Al ver la obra gráfica del dibujante húngaro Lajos Szalay y su huella imborrable en la plástica argentina, la presencia del dolor y la denuncia de la opresión en sus temáticas, reflexiono sobre el singular caso de este artista, profusamente conocido en ámbitos académicos locales (también en Hungría, su tierra natal, y en Estados Unidos, donde triunfara en su madurez), pero poco conocido para el gran público.

Su historia es la de un artista que sufrió las consecuencias del levantamiento contra la URSS en su tierra natal, la muerte de sus padres en forma violenta, y que transformara esta historia triste en obra plástica, en su serie Tragedia húngara. Había llegado a la Argentina en 1948 (previo paso por París), con una beca de la Unesco, y de allí fue a Tucumán, donde se organizó el Taller de Pintura del Instituto Superior de Artes de la Universidad Nacional de Tucumán, bajo la conducción de Lino Enea Spilimbergo y la dirección de Guido Parpagnoli. El cuerpo docente contaba con personalidades tales como Víctor Rebuffo, Ramón Gómez Cornet, Pompeyo Audivert, entre muchos otros brillantes artistas y docentes. Fue uno de esos momentos en que confluyen las fuerzas de manera mágica, para lograr algo superior.

También fue docente, años después, en Buenos Aires. Mis maestros Osvaldo Attila y Georgina Labró (que fueron sus alumnos) me hablaron de su marca en la plástica y la didáctica nacionales. Y como otro de sus legados podemos encontrar, sin dudas, la determinación de la disciplina dibujo como ente con valor propio, como disciplina en sí, y no únicamente como camino hacia la concreción de una obra de otra rama del arte.

Datos de máscaras de segmentación:
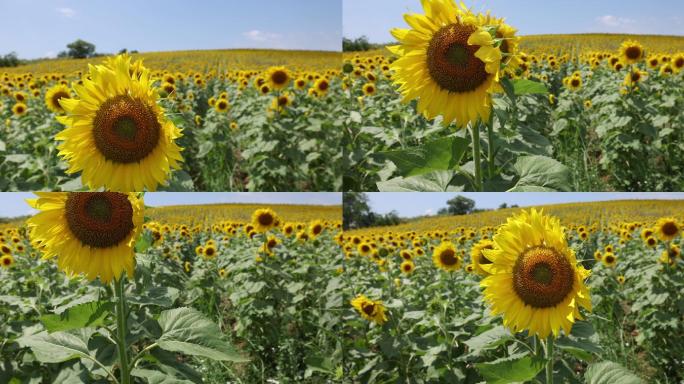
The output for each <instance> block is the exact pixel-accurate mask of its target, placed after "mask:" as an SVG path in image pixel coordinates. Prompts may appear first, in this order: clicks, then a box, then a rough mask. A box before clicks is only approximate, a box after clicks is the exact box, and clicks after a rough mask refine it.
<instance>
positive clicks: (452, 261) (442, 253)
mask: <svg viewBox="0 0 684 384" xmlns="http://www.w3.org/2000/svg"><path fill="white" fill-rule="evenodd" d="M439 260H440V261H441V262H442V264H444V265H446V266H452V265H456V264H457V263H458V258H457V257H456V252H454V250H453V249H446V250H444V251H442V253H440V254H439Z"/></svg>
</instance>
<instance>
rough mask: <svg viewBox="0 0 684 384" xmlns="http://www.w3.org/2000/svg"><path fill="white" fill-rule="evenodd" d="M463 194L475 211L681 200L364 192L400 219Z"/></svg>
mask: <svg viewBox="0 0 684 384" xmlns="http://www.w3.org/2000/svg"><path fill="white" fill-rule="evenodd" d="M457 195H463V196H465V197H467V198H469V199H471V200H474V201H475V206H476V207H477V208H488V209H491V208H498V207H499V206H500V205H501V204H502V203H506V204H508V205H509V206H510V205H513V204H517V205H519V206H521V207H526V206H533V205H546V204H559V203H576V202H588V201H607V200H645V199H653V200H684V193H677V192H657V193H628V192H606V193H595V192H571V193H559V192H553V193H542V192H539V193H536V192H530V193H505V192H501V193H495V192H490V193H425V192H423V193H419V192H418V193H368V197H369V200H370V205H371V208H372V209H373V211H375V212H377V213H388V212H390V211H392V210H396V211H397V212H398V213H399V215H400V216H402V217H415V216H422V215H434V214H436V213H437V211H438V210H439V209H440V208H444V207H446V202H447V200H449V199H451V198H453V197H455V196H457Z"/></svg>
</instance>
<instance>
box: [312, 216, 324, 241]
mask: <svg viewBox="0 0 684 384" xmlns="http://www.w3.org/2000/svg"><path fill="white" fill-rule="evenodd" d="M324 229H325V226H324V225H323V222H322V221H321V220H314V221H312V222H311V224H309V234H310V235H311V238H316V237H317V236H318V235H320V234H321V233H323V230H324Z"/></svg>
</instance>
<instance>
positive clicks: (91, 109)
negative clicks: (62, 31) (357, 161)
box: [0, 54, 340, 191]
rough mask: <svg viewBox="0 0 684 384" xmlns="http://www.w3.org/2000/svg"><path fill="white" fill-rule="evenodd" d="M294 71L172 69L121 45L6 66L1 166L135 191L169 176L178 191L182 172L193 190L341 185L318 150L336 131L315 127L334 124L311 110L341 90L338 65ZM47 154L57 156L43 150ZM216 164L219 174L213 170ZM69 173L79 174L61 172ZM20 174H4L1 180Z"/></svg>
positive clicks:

▸ QUÉ SE PIDE:
Copia de nuevo el pasaje del texto sobre Lajos Szalay que empieza con "Al ver la obra" y sigue hasta "el gran público.", y actualízalo para que diga "grabador" donde ahora dice "dibujante".

▸ RESPUESTA A LA TAREA:
Al ver la obra gráfica del grabador húngaro Lajos Szalay y su huella imborrable en la plástica argentina, la presencia del dolor y la denuncia de la opresión en sus temáticas, reflexiono sobre el singular caso de este artista, profusamente conocido en ámbitos académicos locales (también en Hungría, su tierra natal, y en Estados Unidos, donde triunfara en su madurez), pero poco conocido para el gran público.